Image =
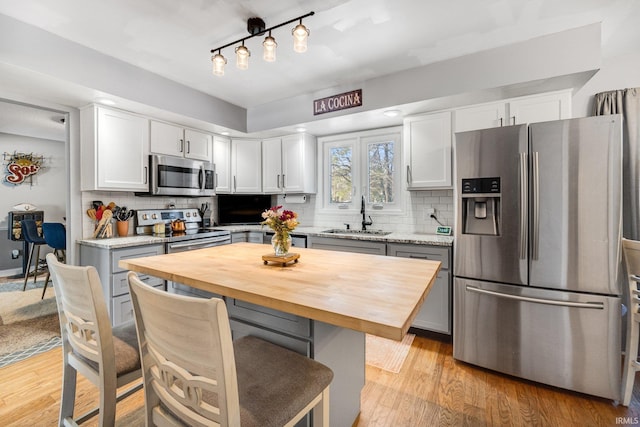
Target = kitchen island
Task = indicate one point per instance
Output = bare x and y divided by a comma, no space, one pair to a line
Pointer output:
322,306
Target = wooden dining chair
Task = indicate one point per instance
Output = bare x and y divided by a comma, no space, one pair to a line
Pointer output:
631,252
195,375
108,357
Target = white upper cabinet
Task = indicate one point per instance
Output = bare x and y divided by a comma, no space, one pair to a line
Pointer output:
289,164
528,109
481,116
540,108
427,151
246,166
272,165
114,150
177,141
222,161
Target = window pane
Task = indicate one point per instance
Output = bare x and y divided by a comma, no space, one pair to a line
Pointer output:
341,178
380,168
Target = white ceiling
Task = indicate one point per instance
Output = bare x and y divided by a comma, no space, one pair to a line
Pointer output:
351,40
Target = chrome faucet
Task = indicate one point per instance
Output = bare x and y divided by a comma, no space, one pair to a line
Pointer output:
364,216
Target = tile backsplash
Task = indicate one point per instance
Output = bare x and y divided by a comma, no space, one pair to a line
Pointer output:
413,219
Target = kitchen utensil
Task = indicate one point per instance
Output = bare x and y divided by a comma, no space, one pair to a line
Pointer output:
104,226
177,225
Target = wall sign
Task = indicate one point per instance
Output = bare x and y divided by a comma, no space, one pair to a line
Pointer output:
337,102
21,166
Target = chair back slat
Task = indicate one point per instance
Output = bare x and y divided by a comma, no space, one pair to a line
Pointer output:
84,321
55,235
187,354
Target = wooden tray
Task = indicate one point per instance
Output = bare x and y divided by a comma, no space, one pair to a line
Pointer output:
284,259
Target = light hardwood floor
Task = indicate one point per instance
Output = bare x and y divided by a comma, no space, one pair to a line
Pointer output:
431,390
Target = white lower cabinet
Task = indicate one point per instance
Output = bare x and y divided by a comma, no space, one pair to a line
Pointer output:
115,287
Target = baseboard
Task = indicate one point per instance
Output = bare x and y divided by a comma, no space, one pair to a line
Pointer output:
11,272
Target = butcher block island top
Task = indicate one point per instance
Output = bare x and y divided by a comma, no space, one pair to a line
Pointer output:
375,294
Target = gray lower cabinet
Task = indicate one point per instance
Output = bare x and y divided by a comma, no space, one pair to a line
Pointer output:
342,350
115,287
436,312
181,289
347,245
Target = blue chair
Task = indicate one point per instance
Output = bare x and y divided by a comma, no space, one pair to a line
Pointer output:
55,235
34,240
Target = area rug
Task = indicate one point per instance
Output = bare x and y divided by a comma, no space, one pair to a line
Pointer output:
387,354
28,324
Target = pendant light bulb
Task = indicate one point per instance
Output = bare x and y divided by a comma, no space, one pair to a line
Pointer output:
219,62
242,57
269,52
300,34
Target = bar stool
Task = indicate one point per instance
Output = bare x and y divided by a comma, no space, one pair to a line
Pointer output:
631,251
31,236
56,237
214,380
108,357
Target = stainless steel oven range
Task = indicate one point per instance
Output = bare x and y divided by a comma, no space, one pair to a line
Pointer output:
188,234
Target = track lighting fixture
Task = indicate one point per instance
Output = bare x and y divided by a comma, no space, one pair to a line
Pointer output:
256,27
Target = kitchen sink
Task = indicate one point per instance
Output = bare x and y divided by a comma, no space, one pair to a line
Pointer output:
357,232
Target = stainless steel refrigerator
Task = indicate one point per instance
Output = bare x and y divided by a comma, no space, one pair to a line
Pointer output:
537,253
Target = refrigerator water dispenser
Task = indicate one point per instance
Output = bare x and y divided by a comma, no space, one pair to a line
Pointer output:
481,206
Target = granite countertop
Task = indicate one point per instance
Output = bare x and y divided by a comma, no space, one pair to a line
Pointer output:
123,242
393,237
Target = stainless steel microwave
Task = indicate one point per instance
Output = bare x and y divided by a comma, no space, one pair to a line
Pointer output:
175,176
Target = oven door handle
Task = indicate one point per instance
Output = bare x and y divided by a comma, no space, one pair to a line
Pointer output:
195,244
201,178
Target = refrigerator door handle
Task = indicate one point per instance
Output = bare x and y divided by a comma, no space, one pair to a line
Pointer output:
591,305
535,234
523,205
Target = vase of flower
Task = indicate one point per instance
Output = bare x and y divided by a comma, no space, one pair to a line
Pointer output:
282,222
281,243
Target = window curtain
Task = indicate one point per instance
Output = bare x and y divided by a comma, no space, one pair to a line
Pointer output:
627,103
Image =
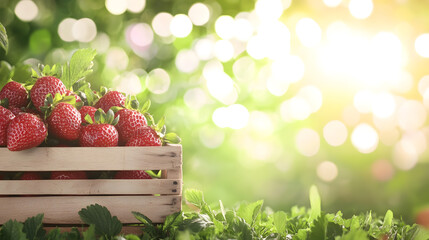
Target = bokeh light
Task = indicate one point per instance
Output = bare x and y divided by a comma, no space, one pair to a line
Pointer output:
180,26
26,10
307,142
199,14
364,138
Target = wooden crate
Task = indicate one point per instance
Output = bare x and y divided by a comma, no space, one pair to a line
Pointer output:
61,200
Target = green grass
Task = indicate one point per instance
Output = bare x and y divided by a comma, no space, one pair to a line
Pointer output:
247,221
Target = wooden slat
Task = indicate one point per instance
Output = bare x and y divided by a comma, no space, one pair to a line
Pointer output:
137,230
64,210
91,159
91,187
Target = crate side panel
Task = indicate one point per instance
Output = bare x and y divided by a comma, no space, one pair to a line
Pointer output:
64,209
91,187
91,159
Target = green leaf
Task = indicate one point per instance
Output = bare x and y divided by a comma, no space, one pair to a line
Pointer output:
105,224
172,138
355,235
315,203
4,42
110,116
79,66
160,124
280,220
250,211
88,119
5,73
33,227
12,230
388,219
89,234
146,106
195,197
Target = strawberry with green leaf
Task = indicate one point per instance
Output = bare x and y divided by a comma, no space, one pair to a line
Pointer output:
130,119
101,132
43,87
25,131
6,117
64,120
15,93
111,99
154,135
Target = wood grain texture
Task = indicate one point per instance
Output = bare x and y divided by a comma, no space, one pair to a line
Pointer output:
92,158
64,209
137,230
91,187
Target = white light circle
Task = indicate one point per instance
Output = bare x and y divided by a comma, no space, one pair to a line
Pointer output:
327,171
84,30
135,6
65,29
181,26
158,81
116,7
335,133
309,32
365,138
307,142
26,10
161,24
422,45
361,9
199,14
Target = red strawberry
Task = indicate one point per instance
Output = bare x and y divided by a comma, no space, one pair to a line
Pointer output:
137,174
98,135
25,131
111,99
87,110
145,136
129,121
16,93
43,87
70,93
64,122
15,110
63,175
6,117
31,176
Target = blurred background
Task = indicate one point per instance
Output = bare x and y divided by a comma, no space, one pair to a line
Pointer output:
269,96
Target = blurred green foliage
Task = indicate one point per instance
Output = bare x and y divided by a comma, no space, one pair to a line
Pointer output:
229,171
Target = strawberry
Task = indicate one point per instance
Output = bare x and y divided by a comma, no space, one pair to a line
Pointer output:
70,93
129,121
65,175
15,93
87,110
31,176
101,133
64,122
25,131
145,136
43,87
15,110
111,99
137,174
6,117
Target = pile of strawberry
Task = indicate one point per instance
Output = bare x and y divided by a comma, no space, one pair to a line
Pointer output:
58,108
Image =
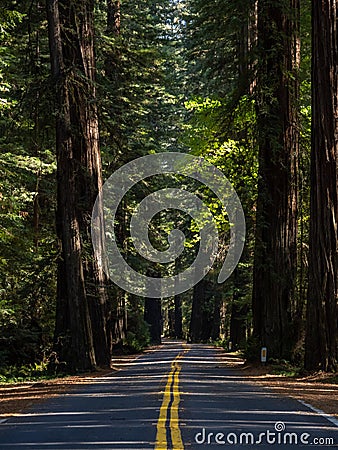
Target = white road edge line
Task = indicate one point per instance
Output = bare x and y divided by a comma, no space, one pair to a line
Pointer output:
320,412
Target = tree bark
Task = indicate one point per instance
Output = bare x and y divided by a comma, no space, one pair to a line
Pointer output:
278,138
80,321
321,350
153,317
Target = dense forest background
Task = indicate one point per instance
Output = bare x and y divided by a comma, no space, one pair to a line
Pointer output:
87,86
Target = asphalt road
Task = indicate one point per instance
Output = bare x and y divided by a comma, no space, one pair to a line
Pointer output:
179,396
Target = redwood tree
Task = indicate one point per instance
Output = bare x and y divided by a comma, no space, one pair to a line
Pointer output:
278,140
80,322
322,311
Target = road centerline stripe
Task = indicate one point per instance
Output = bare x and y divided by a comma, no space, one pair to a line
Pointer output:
169,411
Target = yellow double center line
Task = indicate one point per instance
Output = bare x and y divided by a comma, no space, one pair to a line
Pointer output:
169,410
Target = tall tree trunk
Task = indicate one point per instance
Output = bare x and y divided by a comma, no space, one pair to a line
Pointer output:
276,228
178,317
153,317
321,350
80,322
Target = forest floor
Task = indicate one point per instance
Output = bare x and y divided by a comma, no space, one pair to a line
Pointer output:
319,390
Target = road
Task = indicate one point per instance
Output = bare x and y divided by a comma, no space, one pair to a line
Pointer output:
179,396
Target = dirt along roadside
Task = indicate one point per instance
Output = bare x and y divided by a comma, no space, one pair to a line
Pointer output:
320,390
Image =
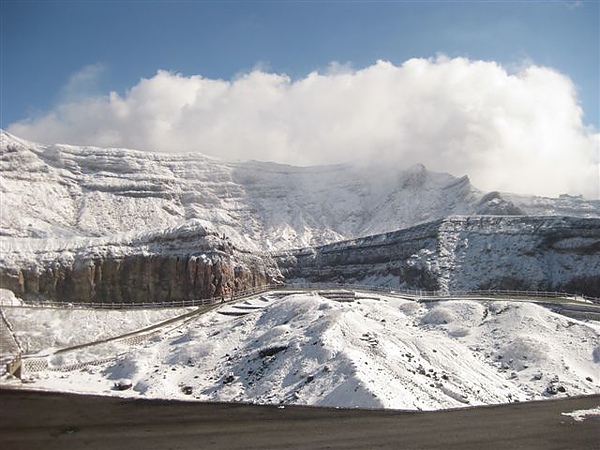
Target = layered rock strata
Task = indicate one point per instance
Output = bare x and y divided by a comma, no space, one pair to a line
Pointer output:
463,254
164,267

┄┄┄┄┄┄┄┄┄┄

Required task:
From the line with "Target = dense forest background" down to the end of the entries, retype each line exactly as written, but drop the pictures.

Task answer:
Target = dense forest background
Task = indicate one point per instance
Output = bare x and y divided by a comma, no space, one pair to a line
Pointer output:
87,86
Target = asphalt road
Task = indicate one point per instance
Output = bare x and y divided by a comma, no space, one pair to a line
Pointer output:
179,396
Target = redwood tree
Task = indicate one point per instance
Output = bare x and y divided by a comma, no space, one pair to a line
Pointer output:
278,140
80,322
322,311
Target = road centerline stripe
Task = indicate one point per instance
Output = bare x and y divided by a comma, no space, one pair to a line
Pointer output:
169,411
Target = yellow double center line
Task = indicate one point per instance
Output = bare x and y divided by a comma, no space, one pair to a line
Pointer output:
169,410
Target = tall tree trunk
Task = indicate one point per instance
Output = bare x and y divided by a comma, no space, one pair to a line
Pointer output:
276,228
178,317
153,317
321,350
80,322
Target = forest floor
Task = indicate one point per instance
Output = bare x and y divided by a comma, no space, one pair to a line
Pointer output:
319,390
Target = road
Task = indicate one point per instance
Output = bare x and y divided by a comma, no space, one pair to a line
Pointer output:
179,396
Target = dirt along roadside
Task = indicate one point per instance
Output = bare x and y divided by a comma, no space, one pair to a line
Pointer output:
320,390
Image =
Target = layered rock strata
Task = indicate one point per instance
Output = bare x and y divided by a comma, no space, one pair to a line
Pointer output:
463,254
164,267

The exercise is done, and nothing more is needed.